Übungsaufgaben:
**A.** Liste alle Fälle auf, die der Textauszug zur Leistung an Erfüllungs statt als Beispiele oder Anwendungsfälle nennt.
**B.** Entnimm den Einträgen jede Zeile, in der das Wort „yellow“ vorkommt.

Textauszug:
──────────
Prof. Dr. Thomas Pfeiffer
Rn 1
Die Leistung an Erfüllungs statt ist zulässig, wenn dies entweder vereinbart wurde oder der Gläubiger ohne solche Vereinbarung statt der geschuldeten Leistung eine andere an deren Stelle annimmt. Die Vereinbarung kann, wie in I geregelt, bei der Erfüllung getroffen werden oder aber der Leistung vorausgehen und schon bei der Begründung der Schuld zustande kommen (BGHZ 89, 126). Wird die Vereinbarung vor der Erfüllung getroffen, so begründen die Parteien damit eine Ersetzungsbefugnis des Schuldners, also die Befugnis, anstelle des eigentlich Geschuldeten (oder eines Teils davon) einen anderen Gegenstand zu leisten (§ 262 Rn 7). Macht der Schuldner hiervon Gebrauch, so liegt eine Leistung an Erfüllungs statt und keine Erfüllung vor (BGHZ 46, 338; 89, 126). Ein praktisch häufiger Anwendungsfall ist die Inzahlungnahme eines Gebrauchtwagens als an die Stelle der Kaufpreiszahlung tretende Leistung an Erfüllungs statt (BGHZ 46, 338; 89, 126; aA Oldbg NJW-RR 95, 689). Ohne Vereinbarung braucht sich der Gläubiger auf eine Leistung an Erfüllungs statt nicht einzulassen. Eine Leistung an Erfüllungs statt ist sowohl auf der Seite der Sachleistung möglich (zB bei einem Upgrade gegenüber dem vertraglich gebuchten Hotelzimmer) als auch beim Geldleistungsschuldner (zB durch Abtretung einer Forderung, BGH NJW 23, 1718 [BGH 07.02.2023 - VI ZR 137/22] Rz 35 oder Hingabe eines Wertgegenstands).
──────────
Datensatzeinträge:

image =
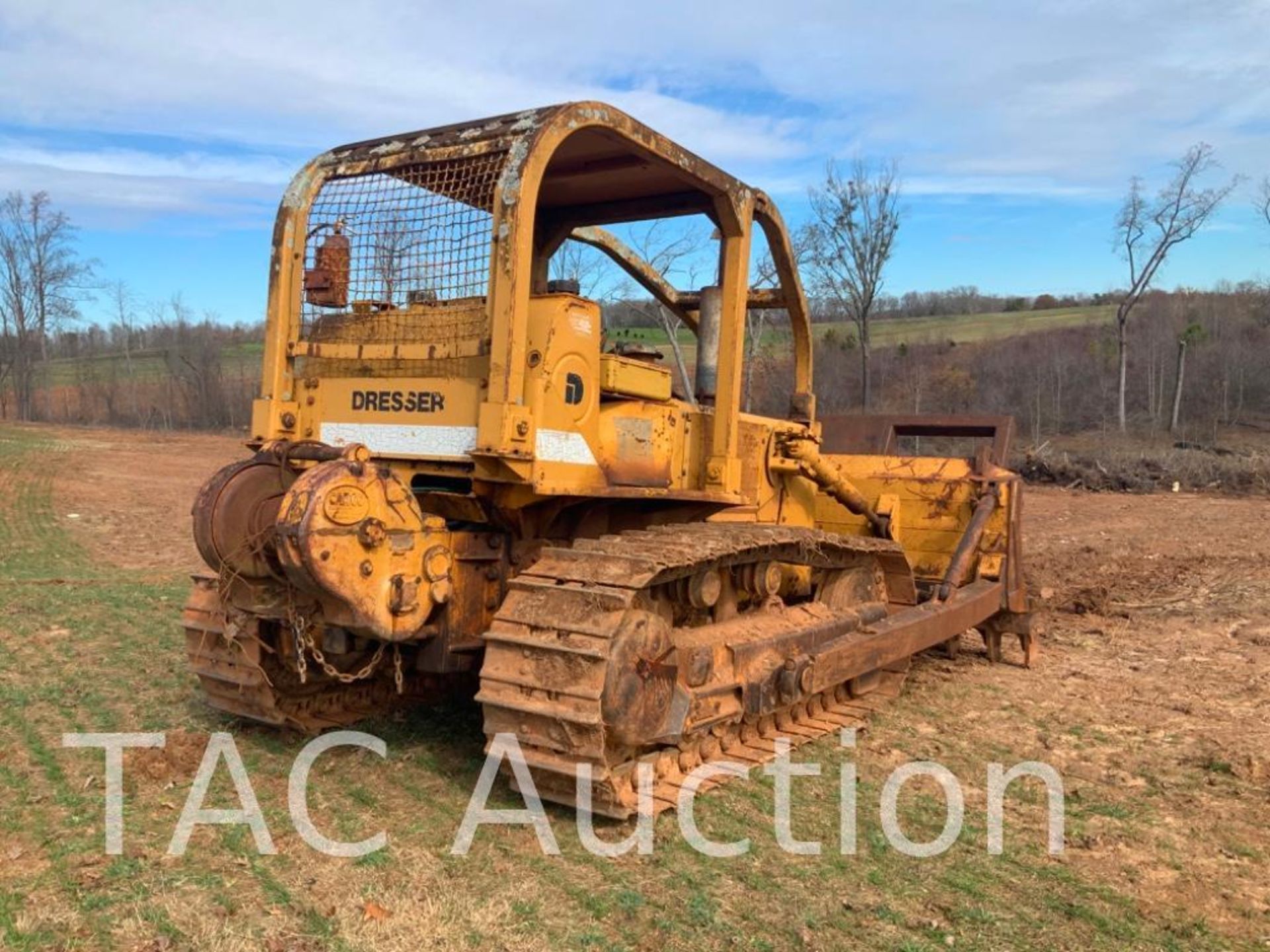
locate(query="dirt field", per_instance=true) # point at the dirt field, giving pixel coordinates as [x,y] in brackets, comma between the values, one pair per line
[1151,697]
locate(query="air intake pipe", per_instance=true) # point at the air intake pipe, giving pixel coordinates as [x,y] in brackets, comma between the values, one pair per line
[706,380]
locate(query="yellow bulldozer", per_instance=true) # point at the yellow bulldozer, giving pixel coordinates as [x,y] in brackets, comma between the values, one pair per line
[458,477]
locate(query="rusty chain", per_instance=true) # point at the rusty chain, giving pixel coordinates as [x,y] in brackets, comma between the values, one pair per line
[305,641]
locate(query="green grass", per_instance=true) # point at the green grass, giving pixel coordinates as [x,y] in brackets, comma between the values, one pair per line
[960,329]
[107,655]
[144,366]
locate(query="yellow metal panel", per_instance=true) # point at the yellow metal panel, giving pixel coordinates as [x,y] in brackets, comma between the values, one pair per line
[635,379]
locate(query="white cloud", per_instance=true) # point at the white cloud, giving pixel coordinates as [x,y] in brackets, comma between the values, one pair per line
[1049,99]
──────────
Ergebnisse je Aufgabe:
**A.**
- Inzahlungnahme eines Gebrauchtwagens anstelle der Kaufpreiszahlung
- Upgrade gegenüber dem vertraglich gebuchten Hotelzimmer
- Abtretung einer Forderung
- Hingabe eines Wertgegenstands

**B.**
locate(query="yellow bulldozer", per_instance=true) # point at the yellow bulldozer, giving pixel coordinates as [x,y] in brackets, comma between the values, one pair per line
locate(query="yellow metal panel", per_instance=true) # point at the yellow metal panel, giving pixel coordinates as [x,y] in brackets, comma between the values, one pair per line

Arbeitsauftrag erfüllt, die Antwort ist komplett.